** begin MATERIAL FOR THE TASK **

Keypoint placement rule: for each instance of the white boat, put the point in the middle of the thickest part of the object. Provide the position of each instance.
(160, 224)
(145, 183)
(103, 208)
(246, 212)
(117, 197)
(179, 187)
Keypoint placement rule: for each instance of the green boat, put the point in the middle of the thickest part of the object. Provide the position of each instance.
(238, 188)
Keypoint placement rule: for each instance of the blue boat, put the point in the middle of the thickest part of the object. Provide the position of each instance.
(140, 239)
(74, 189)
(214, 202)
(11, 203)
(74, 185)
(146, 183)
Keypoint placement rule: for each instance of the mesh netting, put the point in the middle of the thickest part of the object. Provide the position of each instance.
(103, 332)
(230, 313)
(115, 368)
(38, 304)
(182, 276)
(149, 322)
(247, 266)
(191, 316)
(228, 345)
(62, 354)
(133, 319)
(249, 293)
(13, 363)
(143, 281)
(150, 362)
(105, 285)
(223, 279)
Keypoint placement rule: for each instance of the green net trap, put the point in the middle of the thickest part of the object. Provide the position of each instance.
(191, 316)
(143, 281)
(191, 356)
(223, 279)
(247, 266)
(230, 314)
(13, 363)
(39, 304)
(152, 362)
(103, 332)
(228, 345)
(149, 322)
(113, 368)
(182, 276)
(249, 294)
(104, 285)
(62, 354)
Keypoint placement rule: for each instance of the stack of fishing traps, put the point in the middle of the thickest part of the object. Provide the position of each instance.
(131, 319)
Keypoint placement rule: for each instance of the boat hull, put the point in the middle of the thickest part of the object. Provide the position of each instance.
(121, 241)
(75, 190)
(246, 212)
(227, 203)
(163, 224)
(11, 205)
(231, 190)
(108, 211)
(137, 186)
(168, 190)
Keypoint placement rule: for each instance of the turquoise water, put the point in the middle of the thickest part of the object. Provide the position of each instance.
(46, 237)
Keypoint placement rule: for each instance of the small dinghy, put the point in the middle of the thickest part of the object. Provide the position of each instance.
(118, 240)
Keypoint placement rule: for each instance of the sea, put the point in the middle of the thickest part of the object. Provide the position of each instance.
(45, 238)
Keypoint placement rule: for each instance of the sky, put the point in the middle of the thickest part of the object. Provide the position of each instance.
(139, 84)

** end MATERIAL FOR THE TASK **

Transcribe the material above in its entirety. Match it exactly.

→ **RESULT OF THIS TASK**
Keypoint placement rule: for each instance of the white boat, put the point in the middle of the thickest part of the object. Provide the position of each instance.
(160, 224)
(145, 183)
(103, 208)
(246, 212)
(117, 197)
(179, 187)
Keypoint placement rule: for each instance of the green boat, put the point in the middle of the thickest part of the object. Provide the position of each instance.
(238, 188)
Keypoint placement rule: for each instance of the blue boat, put the point in the middle of the thickest part of the object. Provide the position of each instance.
(140, 239)
(74, 189)
(214, 202)
(11, 203)
(74, 185)
(146, 183)
Keypoint placement rule: for each instance of the mesh netting, put the point in the middle of the thickest part of the object. Provide the position of each instance.
(103, 332)
(230, 313)
(115, 368)
(38, 304)
(182, 276)
(149, 322)
(247, 266)
(191, 316)
(228, 345)
(62, 354)
(133, 319)
(249, 293)
(13, 363)
(143, 281)
(150, 362)
(105, 285)
(223, 279)
Keypoint placement rule: for each instance of the green net trap, put the point in the middle of the thickest part of the object. Provide the position of each instance.
(191, 316)
(143, 281)
(191, 356)
(223, 279)
(247, 266)
(230, 314)
(13, 363)
(39, 304)
(152, 362)
(103, 332)
(228, 345)
(149, 322)
(113, 368)
(182, 276)
(249, 294)
(104, 285)
(62, 354)
Keypoint placement rule: for each instance of the stack of fishing traps, put the point in the middle of the thickest part of the object. Provide the position of each instance.
(131, 319)
Keypoint placement rule: for each instance of the boat hull, put the point in the middle of the thickest part of the object. Provide the position of each instance.
(121, 241)
(75, 190)
(246, 212)
(227, 203)
(163, 224)
(11, 205)
(231, 190)
(108, 211)
(137, 186)
(168, 190)
Keypoint placement rule: for each instance of the turquoise water, put the point in the middle of the thickest part of the object. Provide the position of each instance.
(46, 237)
Keypoint placement rule: for each instance of the small dinghy, put the point in the middle of the thickest part of the object. Provide the position of each instance.
(118, 240)
Keypoint placement rule: for each instance of the sea, put the point in the middle of the thickest part of the object. Provide the position of each instance.
(45, 238)
Keypoint placement rule: for each instance of the sky, put the point in the middle of the thickest part of the object. Provide the position of each instance.
(139, 84)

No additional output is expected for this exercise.